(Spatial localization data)
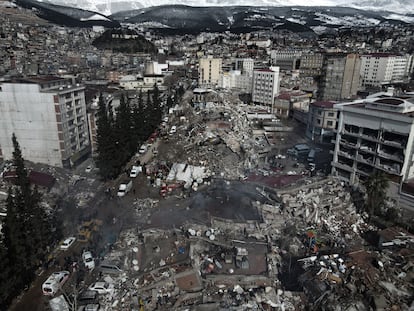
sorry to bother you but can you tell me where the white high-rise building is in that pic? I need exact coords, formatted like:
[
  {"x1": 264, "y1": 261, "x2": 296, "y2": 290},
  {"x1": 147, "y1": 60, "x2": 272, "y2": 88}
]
[
  {"x1": 0, "y1": 76, "x2": 90, "y2": 168},
  {"x1": 235, "y1": 58, "x2": 254, "y2": 75},
  {"x1": 219, "y1": 70, "x2": 253, "y2": 93},
  {"x1": 198, "y1": 56, "x2": 222, "y2": 88},
  {"x1": 252, "y1": 67, "x2": 280, "y2": 111},
  {"x1": 360, "y1": 53, "x2": 413, "y2": 87}
]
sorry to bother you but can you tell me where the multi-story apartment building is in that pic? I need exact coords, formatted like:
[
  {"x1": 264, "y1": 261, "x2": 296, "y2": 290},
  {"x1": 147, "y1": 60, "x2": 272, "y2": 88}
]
[
  {"x1": 220, "y1": 70, "x2": 253, "y2": 93},
  {"x1": 332, "y1": 94, "x2": 414, "y2": 211},
  {"x1": 360, "y1": 53, "x2": 414, "y2": 87},
  {"x1": 198, "y1": 56, "x2": 222, "y2": 87},
  {"x1": 270, "y1": 49, "x2": 302, "y2": 71},
  {"x1": 119, "y1": 74, "x2": 165, "y2": 92},
  {"x1": 306, "y1": 101, "x2": 338, "y2": 143},
  {"x1": 234, "y1": 58, "x2": 254, "y2": 74},
  {"x1": 0, "y1": 76, "x2": 90, "y2": 167},
  {"x1": 299, "y1": 52, "x2": 324, "y2": 77},
  {"x1": 318, "y1": 53, "x2": 361, "y2": 101},
  {"x1": 252, "y1": 67, "x2": 280, "y2": 111},
  {"x1": 145, "y1": 61, "x2": 169, "y2": 75}
]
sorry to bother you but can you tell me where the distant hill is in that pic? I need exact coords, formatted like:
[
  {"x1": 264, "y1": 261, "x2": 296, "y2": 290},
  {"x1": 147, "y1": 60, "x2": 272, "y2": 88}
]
[
  {"x1": 25, "y1": 0, "x2": 414, "y2": 16},
  {"x1": 14, "y1": 0, "x2": 120, "y2": 28},
  {"x1": 110, "y1": 5, "x2": 411, "y2": 35},
  {"x1": 11, "y1": 1, "x2": 413, "y2": 34},
  {"x1": 92, "y1": 29, "x2": 156, "y2": 53}
]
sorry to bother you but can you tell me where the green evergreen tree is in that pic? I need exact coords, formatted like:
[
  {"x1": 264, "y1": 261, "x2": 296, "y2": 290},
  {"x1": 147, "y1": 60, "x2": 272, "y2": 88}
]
[
  {"x1": 166, "y1": 95, "x2": 174, "y2": 110},
  {"x1": 132, "y1": 90, "x2": 145, "y2": 148},
  {"x1": 96, "y1": 94, "x2": 118, "y2": 179},
  {"x1": 1, "y1": 134, "x2": 53, "y2": 308},
  {"x1": 151, "y1": 84, "x2": 162, "y2": 127},
  {"x1": 0, "y1": 242, "x2": 16, "y2": 308},
  {"x1": 114, "y1": 94, "x2": 133, "y2": 163},
  {"x1": 142, "y1": 90, "x2": 153, "y2": 138}
]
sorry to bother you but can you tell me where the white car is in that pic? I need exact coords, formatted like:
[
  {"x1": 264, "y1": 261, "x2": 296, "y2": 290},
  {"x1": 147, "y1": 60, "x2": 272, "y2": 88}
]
[
  {"x1": 169, "y1": 125, "x2": 177, "y2": 134},
  {"x1": 129, "y1": 166, "x2": 141, "y2": 178},
  {"x1": 60, "y1": 237, "x2": 76, "y2": 250},
  {"x1": 42, "y1": 271, "x2": 70, "y2": 296},
  {"x1": 82, "y1": 251, "x2": 95, "y2": 271},
  {"x1": 85, "y1": 165, "x2": 92, "y2": 173},
  {"x1": 138, "y1": 145, "x2": 147, "y2": 154},
  {"x1": 88, "y1": 282, "x2": 114, "y2": 295}
]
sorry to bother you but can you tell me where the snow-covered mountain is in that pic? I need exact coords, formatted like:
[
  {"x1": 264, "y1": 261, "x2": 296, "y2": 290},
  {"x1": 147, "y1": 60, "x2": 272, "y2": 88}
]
[
  {"x1": 32, "y1": 0, "x2": 414, "y2": 15},
  {"x1": 109, "y1": 5, "x2": 413, "y2": 35}
]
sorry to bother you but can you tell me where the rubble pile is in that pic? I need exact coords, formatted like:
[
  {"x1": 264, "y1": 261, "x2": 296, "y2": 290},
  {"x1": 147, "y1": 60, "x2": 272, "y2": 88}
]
[
  {"x1": 261, "y1": 179, "x2": 414, "y2": 310},
  {"x1": 277, "y1": 178, "x2": 369, "y2": 246},
  {"x1": 133, "y1": 198, "x2": 159, "y2": 215},
  {"x1": 165, "y1": 101, "x2": 275, "y2": 181},
  {"x1": 73, "y1": 174, "x2": 414, "y2": 310}
]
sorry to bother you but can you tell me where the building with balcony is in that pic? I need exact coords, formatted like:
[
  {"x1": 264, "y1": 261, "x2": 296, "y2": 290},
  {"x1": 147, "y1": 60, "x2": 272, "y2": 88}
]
[
  {"x1": 332, "y1": 94, "x2": 414, "y2": 211},
  {"x1": 306, "y1": 101, "x2": 338, "y2": 144},
  {"x1": 0, "y1": 76, "x2": 90, "y2": 168},
  {"x1": 270, "y1": 49, "x2": 301, "y2": 71}
]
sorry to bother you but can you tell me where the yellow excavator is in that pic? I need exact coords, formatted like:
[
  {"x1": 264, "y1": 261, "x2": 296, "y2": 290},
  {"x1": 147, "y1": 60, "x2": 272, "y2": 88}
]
[{"x1": 77, "y1": 219, "x2": 103, "y2": 243}]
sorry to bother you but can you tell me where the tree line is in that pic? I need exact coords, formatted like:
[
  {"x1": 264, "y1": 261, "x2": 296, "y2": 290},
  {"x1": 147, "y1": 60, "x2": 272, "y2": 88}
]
[
  {"x1": 0, "y1": 135, "x2": 58, "y2": 309},
  {"x1": 96, "y1": 85, "x2": 182, "y2": 180}
]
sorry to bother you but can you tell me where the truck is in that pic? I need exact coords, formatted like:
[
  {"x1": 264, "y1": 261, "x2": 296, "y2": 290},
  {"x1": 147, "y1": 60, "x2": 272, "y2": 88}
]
[
  {"x1": 307, "y1": 148, "x2": 332, "y2": 173},
  {"x1": 307, "y1": 148, "x2": 322, "y2": 163},
  {"x1": 117, "y1": 180, "x2": 133, "y2": 197},
  {"x1": 287, "y1": 144, "x2": 310, "y2": 158}
]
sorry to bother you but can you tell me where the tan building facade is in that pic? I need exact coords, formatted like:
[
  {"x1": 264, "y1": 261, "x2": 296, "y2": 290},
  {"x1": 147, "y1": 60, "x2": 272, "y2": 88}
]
[{"x1": 198, "y1": 57, "x2": 222, "y2": 87}]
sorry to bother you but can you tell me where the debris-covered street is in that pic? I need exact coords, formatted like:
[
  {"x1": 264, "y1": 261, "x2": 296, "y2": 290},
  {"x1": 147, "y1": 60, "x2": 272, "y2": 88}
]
[{"x1": 2, "y1": 89, "x2": 414, "y2": 311}]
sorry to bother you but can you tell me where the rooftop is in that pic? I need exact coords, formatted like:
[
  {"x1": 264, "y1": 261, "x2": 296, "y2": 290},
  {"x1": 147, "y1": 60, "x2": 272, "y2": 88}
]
[
  {"x1": 311, "y1": 101, "x2": 335, "y2": 108},
  {"x1": 7, "y1": 76, "x2": 66, "y2": 84}
]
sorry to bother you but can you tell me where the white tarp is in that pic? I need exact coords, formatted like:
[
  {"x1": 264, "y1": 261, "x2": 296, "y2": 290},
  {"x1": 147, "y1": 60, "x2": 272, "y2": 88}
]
[{"x1": 166, "y1": 163, "x2": 206, "y2": 187}]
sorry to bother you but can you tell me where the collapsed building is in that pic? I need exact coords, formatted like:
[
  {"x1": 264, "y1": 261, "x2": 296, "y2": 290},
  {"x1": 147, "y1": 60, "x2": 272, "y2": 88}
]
[{"x1": 94, "y1": 176, "x2": 413, "y2": 310}]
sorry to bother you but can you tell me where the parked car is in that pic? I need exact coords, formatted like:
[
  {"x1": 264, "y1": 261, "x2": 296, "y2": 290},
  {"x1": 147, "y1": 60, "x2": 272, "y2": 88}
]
[
  {"x1": 138, "y1": 145, "x2": 147, "y2": 154},
  {"x1": 169, "y1": 125, "x2": 177, "y2": 134},
  {"x1": 79, "y1": 304, "x2": 100, "y2": 311},
  {"x1": 88, "y1": 282, "x2": 114, "y2": 295},
  {"x1": 82, "y1": 251, "x2": 95, "y2": 271},
  {"x1": 129, "y1": 166, "x2": 141, "y2": 178},
  {"x1": 117, "y1": 180, "x2": 132, "y2": 197},
  {"x1": 42, "y1": 271, "x2": 70, "y2": 296},
  {"x1": 60, "y1": 237, "x2": 76, "y2": 250},
  {"x1": 85, "y1": 165, "x2": 92, "y2": 173},
  {"x1": 98, "y1": 261, "x2": 123, "y2": 275}
]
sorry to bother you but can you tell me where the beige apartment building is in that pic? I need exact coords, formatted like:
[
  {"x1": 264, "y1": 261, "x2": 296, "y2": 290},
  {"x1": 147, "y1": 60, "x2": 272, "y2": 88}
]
[{"x1": 198, "y1": 56, "x2": 222, "y2": 88}]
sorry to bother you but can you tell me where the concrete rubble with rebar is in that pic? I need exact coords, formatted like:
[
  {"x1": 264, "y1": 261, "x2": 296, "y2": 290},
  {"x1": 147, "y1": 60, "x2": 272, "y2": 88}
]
[
  {"x1": 2, "y1": 92, "x2": 413, "y2": 310},
  {"x1": 84, "y1": 96, "x2": 414, "y2": 310}
]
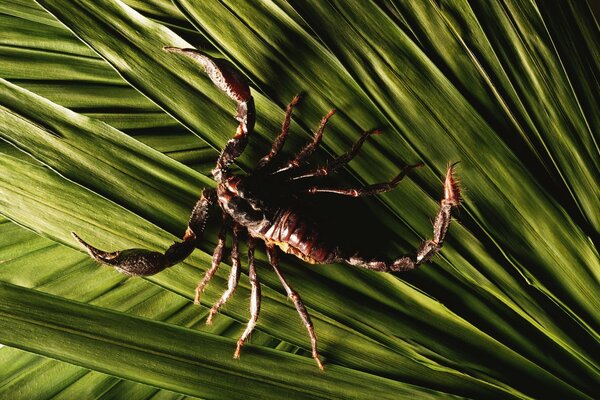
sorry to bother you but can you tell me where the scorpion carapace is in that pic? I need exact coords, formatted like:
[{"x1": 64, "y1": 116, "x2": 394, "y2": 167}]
[{"x1": 72, "y1": 46, "x2": 462, "y2": 370}]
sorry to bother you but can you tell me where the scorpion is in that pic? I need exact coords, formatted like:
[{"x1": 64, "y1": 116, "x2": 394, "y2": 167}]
[{"x1": 72, "y1": 47, "x2": 461, "y2": 370}]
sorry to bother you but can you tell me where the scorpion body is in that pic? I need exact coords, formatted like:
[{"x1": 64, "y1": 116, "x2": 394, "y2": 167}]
[
  {"x1": 219, "y1": 175, "x2": 337, "y2": 265},
  {"x1": 73, "y1": 47, "x2": 461, "y2": 369}
]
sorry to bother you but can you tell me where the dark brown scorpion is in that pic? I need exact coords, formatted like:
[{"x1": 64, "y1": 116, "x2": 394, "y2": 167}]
[{"x1": 73, "y1": 47, "x2": 461, "y2": 370}]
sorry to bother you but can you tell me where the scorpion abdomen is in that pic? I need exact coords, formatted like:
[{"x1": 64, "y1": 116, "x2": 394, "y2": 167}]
[{"x1": 254, "y1": 208, "x2": 338, "y2": 264}]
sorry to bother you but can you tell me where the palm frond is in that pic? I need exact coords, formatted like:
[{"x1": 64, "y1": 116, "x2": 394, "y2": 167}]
[{"x1": 0, "y1": 0, "x2": 598, "y2": 398}]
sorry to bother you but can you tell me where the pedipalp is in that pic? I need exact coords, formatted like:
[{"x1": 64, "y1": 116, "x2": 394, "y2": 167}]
[
  {"x1": 163, "y1": 47, "x2": 255, "y2": 183},
  {"x1": 273, "y1": 109, "x2": 336, "y2": 174},
  {"x1": 72, "y1": 188, "x2": 215, "y2": 276}
]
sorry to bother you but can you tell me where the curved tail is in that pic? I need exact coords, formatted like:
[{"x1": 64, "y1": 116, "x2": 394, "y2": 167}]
[{"x1": 344, "y1": 163, "x2": 462, "y2": 272}]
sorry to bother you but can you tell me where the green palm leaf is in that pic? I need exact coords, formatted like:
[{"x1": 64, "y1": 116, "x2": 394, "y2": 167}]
[{"x1": 1, "y1": 0, "x2": 598, "y2": 398}]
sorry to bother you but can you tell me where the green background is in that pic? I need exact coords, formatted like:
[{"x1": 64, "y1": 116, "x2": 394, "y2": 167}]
[{"x1": 0, "y1": 1, "x2": 598, "y2": 399}]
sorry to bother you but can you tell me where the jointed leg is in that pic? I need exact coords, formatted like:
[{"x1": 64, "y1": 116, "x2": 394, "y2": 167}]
[
  {"x1": 194, "y1": 215, "x2": 230, "y2": 304},
  {"x1": 267, "y1": 245, "x2": 324, "y2": 370},
  {"x1": 344, "y1": 164, "x2": 461, "y2": 272},
  {"x1": 207, "y1": 224, "x2": 242, "y2": 324},
  {"x1": 234, "y1": 236, "x2": 261, "y2": 358},
  {"x1": 73, "y1": 189, "x2": 216, "y2": 276},
  {"x1": 306, "y1": 163, "x2": 423, "y2": 197},
  {"x1": 288, "y1": 129, "x2": 381, "y2": 181},
  {"x1": 255, "y1": 95, "x2": 300, "y2": 171},
  {"x1": 274, "y1": 109, "x2": 336, "y2": 174}
]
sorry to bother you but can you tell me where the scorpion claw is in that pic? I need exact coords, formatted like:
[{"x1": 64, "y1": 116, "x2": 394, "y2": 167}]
[
  {"x1": 72, "y1": 232, "x2": 195, "y2": 276},
  {"x1": 71, "y1": 232, "x2": 120, "y2": 263}
]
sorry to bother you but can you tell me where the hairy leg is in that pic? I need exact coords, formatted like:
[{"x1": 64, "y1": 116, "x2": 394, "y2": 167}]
[
  {"x1": 207, "y1": 224, "x2": 242, "y2": 324},
  {"x1": 234, "y1": 236, "x2": 261, "y2": 358},
  {"x1": 266, "y1": 245, "x2": 324, "y2": 370},
  {"x1": 255, "y1": 95, "x2": 301, "y2": 171},
  {"x1": 288, "y1": 129, "x2": 381, "y2": 181},
  {"x1": 194, "y1": 215, "x2": 230, "y2": 304}
]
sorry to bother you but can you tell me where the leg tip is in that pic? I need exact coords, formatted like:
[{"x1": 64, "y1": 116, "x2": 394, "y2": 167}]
[
  {"x1": 234, "y1": 344, "x2": 242, "y2": 359},
  {"x1": 206, "y1": 310, "x2": 216, "y2": 325},
  {"x1": 444, "y1": 162, "x2": 462, "y2": 206},
  {"x1": 315, "y1": 357, "x2": 325, "y2": 371},
  {"x1": 183, "y1": 227, "x2": 196, "y2": 241},
  {"x1": 324, "y1": 109, "x2": 336, "y2": 120}
]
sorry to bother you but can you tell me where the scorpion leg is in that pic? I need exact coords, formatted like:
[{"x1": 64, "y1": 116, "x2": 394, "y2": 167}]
[
  {"x1": 288, "y1": 129, "x2": 382, "y2": 181},
  {"x1": 255, "y1": 95, "x2": 301, "y2": 171},
  {"x1": 73, "y1": 189, "x2": 216, "y2": 276},
  {"x1": 234, "y1": 236, "x2": 261, "y2": 359},
  {"x1": 164, "y1": 47, "x2": 255, "y2": 183},
  {"x1": 207, "y1": 224, "x2": 242, "y2": 324},
  {"x1": 267, "y1": 245, "x2": 324, "y2": 370},
  {"x1": 194, "y1": 214, "x2": 230, "y2": 304},
  {"x1": 306, "y1": 163, "x2": 423, "y2": 196},
  {"x1": 274, "y1": 109, "x2": 336, "y2": 174},
  {"x1": 344, "y1": 164, "x2": 461, "y2": 272}
]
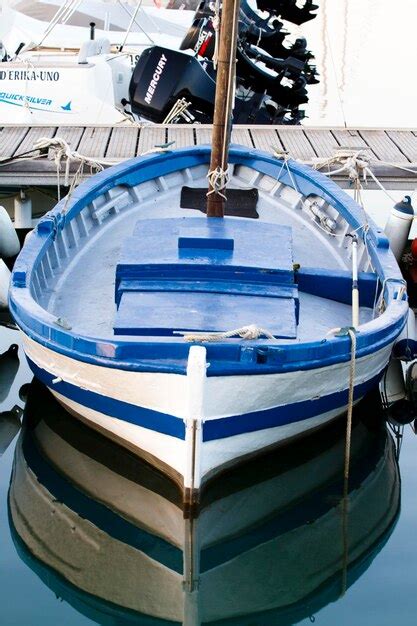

* **INSTRUCTIONS FOR THE TASK**: Go through the lines above and tally those with the string "covered". The total is all that is needed.

* **WRITTEN ANSWER**: 2